Document extract -
***

Category: Open Source Software

For all of you that might be a little bit of a “Weather Geek” like me, and care about your respiratory health, here is a project that may be of interest to you, especially with regard to environmental exposures monitoring, along with a standard local weather station. I have put together this project that you can build for yourself, and it can be expanded to measure other aspects of your local environmental/weather conditions as well. I have listed this project on Thingiverse (https://www.thingiverse.com/thing:7347425), and plan to put up a Github repository for the code, as well as an Instructables page to provide instructions for the build process.

*Everything here is a “Work In Progress”, so just know that things will change with regard to this project over time. At the end of this post, I will attach a BOM for those who wish to attempt this project.*

It is a Raspberry Pi Zero 2W/Raspberry Pico 2 based wireless indoor/outdoor environmental conditions station that happens to also function as a local weather station. For this project, I chose to use a Raspberry Pi Zero 2W for the main server “base” station, and 2 Raspberry Pico 2‘s for the “remote” devices, to take the following measurements:

1. Outdoor Weather (With UV Index)
2. Outdoor Air Quality (Particulate Matter)
3. Indoor Air Quality (CO² Concentration)

The Raspberry Pi Zero 2W will function as the central server to receive and report the measurements of the 2 Raspberry Pico 2W sensor devices, and render the data it receives from them in the WeeWX webserver interface that you can access from your web browser on your computer, smartphone, or tablet on your local area network. It has has the following software installed:

• Raspberry Pi OS “Bookworm”

***

Provided material -
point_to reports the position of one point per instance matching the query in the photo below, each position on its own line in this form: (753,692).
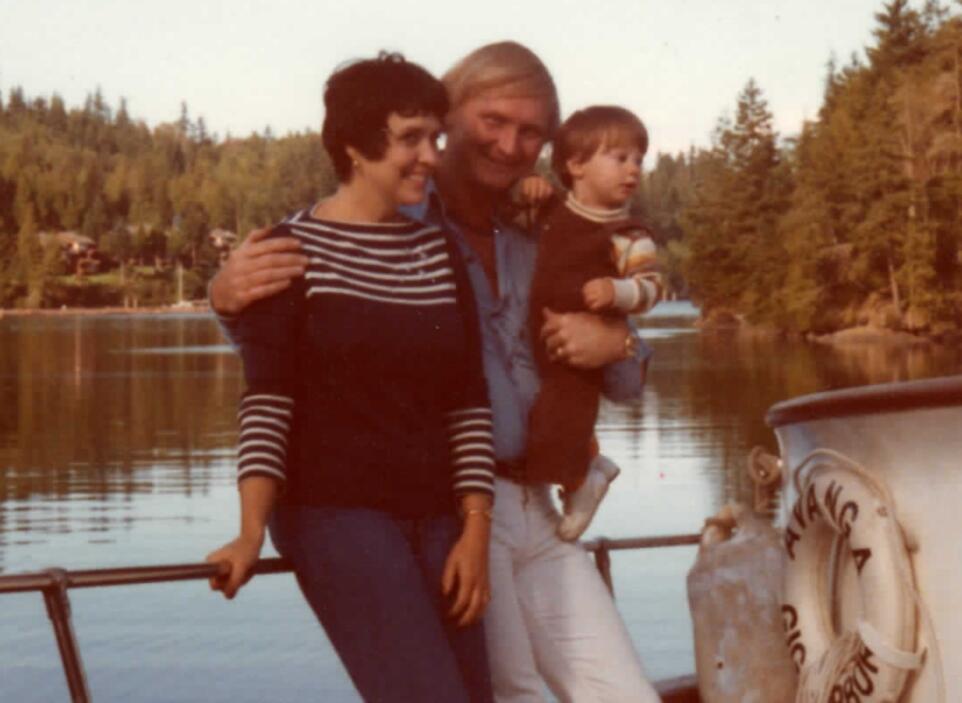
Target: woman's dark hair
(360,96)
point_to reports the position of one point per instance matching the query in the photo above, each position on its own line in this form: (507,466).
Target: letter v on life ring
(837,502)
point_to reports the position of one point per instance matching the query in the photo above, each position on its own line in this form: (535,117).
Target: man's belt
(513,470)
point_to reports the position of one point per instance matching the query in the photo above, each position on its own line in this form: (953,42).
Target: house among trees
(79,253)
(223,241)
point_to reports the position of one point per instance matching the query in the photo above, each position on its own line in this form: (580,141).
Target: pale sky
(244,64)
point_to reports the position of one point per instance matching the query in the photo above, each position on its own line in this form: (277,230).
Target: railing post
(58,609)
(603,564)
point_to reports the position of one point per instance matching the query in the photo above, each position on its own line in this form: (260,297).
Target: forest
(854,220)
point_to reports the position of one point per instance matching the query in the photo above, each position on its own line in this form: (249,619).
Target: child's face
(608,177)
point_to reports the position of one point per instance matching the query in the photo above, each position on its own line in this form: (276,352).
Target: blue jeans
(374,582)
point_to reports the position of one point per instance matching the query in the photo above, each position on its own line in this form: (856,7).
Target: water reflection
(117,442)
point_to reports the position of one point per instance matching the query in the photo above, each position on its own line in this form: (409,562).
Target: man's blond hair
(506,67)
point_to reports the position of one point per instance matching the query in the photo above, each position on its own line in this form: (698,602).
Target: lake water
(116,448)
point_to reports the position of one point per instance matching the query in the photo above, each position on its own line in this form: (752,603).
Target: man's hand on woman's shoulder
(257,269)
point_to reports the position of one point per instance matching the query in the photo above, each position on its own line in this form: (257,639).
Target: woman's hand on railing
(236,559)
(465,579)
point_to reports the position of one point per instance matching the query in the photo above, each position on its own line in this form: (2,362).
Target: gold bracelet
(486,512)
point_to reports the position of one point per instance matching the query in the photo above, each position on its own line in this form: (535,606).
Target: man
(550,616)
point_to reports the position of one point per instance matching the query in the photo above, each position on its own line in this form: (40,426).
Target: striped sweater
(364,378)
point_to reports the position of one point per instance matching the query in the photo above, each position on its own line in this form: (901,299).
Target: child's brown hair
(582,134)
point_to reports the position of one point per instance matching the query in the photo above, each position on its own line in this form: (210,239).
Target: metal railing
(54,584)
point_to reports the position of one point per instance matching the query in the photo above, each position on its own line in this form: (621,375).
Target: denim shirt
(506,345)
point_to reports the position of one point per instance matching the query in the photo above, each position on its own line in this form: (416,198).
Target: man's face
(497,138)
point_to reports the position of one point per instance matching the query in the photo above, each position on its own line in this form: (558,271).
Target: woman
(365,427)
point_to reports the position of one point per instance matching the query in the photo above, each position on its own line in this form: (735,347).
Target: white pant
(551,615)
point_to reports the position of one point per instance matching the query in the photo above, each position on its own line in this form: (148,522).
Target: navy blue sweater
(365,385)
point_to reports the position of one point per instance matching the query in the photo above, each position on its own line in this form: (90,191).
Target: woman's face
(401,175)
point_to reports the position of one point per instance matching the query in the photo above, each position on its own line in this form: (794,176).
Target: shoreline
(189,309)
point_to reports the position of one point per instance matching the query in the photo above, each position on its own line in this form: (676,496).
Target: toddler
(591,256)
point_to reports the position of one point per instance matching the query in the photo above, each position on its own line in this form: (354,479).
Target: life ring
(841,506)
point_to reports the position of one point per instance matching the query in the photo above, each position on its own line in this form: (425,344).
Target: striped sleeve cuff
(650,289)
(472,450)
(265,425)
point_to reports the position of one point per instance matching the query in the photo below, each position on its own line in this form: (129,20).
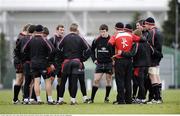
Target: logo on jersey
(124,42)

***

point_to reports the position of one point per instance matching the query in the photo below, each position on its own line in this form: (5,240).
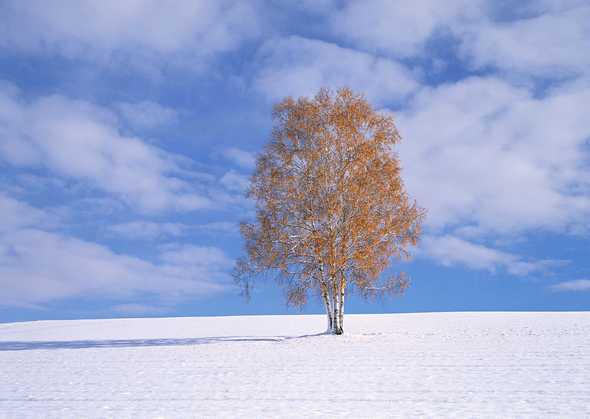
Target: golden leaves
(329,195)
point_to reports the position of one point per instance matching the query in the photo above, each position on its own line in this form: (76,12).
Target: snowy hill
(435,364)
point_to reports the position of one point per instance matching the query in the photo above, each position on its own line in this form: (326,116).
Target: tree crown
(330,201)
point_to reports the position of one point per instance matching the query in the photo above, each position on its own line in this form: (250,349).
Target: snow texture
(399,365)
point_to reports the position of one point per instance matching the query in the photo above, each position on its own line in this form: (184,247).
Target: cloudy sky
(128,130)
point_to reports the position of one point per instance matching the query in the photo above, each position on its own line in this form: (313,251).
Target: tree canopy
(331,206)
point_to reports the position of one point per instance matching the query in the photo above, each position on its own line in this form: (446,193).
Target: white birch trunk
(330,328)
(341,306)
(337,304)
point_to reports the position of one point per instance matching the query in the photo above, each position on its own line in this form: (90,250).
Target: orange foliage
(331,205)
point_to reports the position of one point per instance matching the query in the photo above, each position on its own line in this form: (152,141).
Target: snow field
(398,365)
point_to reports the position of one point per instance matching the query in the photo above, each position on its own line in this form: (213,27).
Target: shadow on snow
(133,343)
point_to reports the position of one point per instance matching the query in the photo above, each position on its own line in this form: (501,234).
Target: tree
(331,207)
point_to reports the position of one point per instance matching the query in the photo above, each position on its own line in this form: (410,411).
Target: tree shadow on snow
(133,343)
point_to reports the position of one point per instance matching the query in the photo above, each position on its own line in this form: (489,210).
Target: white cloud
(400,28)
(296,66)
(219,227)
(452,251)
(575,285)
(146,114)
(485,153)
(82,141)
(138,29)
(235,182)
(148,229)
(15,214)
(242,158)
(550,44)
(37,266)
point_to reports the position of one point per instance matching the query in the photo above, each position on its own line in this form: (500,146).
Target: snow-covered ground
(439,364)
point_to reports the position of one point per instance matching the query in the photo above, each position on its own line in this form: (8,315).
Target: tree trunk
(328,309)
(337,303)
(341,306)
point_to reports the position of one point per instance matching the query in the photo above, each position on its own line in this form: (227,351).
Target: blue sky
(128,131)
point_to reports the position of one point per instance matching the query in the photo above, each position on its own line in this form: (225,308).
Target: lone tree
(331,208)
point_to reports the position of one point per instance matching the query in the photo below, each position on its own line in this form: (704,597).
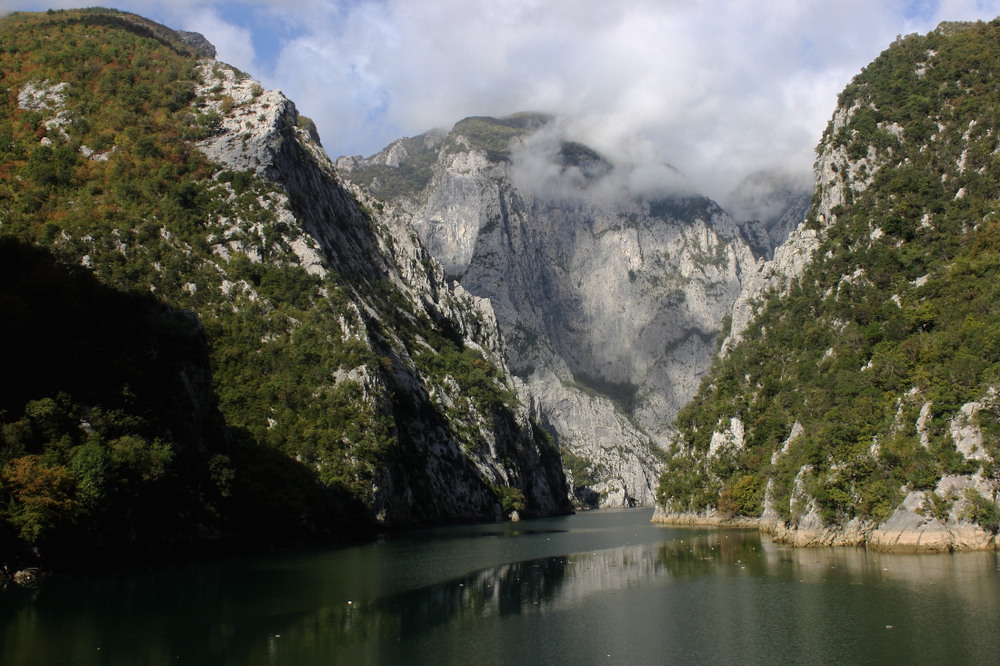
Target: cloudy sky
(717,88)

***

Exercise A -
Reproduce the part of the Raspberry Pi weather station post that starts at the words "For all of you" and ends after the words "the build process.", copying it word for word.
Exercise B -
Pick up the Raspberry Pi weather station post right after its last line and write the next part.

Exercise result A -
For all of you that might be a little bit of a “Weather Geek” like me, and care about your respiratory health, here is a project that may be of interest to you, especially with regard to environmental exposures monitoring, along with a standard local weather station. I have put together this project that you can build for yourself, and it can be expanded to measure other aspects of your local environmental/weather conditions as well. I have listed this project on Thingiverse (https://www.thingiverse.com/thing:7347425), and plan to put up a Github repository for the code, as well as an Instructables page to provide instructions for the build process.

Exercise result B -
• WeeWX Open-Source Weather Station
• Eclipse Mosquitto MQTT Broker, acting as both a broker, and a subscriber to a single topic, “weatherpi”, just to keep things simple.

On the 2 Raspberry Pico 2‘s that I am using for this project, I have chosen to install Circuit Python onto them, since it is the most compatible version of Python for Adafruit Industries devices. Some of you might want to choose to use Micropython for this use case, but be forewarned that when I wrote this post, I found out that Micropython did not have working drivers for at least one of these device’s sensors – specifically the Bosch sensor on the Adafruit BME680. As an added bonus, CircuitPython provides a builtin lightweight webserver interface that can be accessed over your local area network (LAN) for troubleshooting, device resetting, and easily editing/updating the code contained on each Raspberry Pico 2W unit. This has definitely come in handy for me on more than one occasion.

In my setup, the Raspberry Pico 2‘s take the following sensor readings:

• Temperature ( in °C)
• Barometric Pressure (in hPa/mbar)
• Humidity (%)
• Carbon Dioxide, CO² (ppm)
• Wind Speed (km/h)
• Wind Direction (0-359°)
• VOC Readings (in Ohms)
• Solar Radiation (in W/m²)
• Precipitation (cm)
• Particulate Matter (1 μg/m³, 2.5 μg/m³, and 10 μg/m³)

The first of the Pico’s in this setup will be located outdoors, and the second one will be indoors. The first Pico (we’ll call that one “AQO-Pico”). It will be taking the following measurements:

• Temperature
• Barometric Pressure
• Humidity
• Wind Speed
• Wind Direction
• VOC Readings
• Solar Radiation
• Precipitation
• Particulate Matter

It is important to note here that AQO-Pico will be taking an air quality index measurement, in the form of a particulate matter measurement, given in μg/m³. It senses particulate matter of various sizes, and the ones that we will be measuring are in the 1 μg/m³, 2.5 μg/m³, and 10 μg/m³ ranges respectively.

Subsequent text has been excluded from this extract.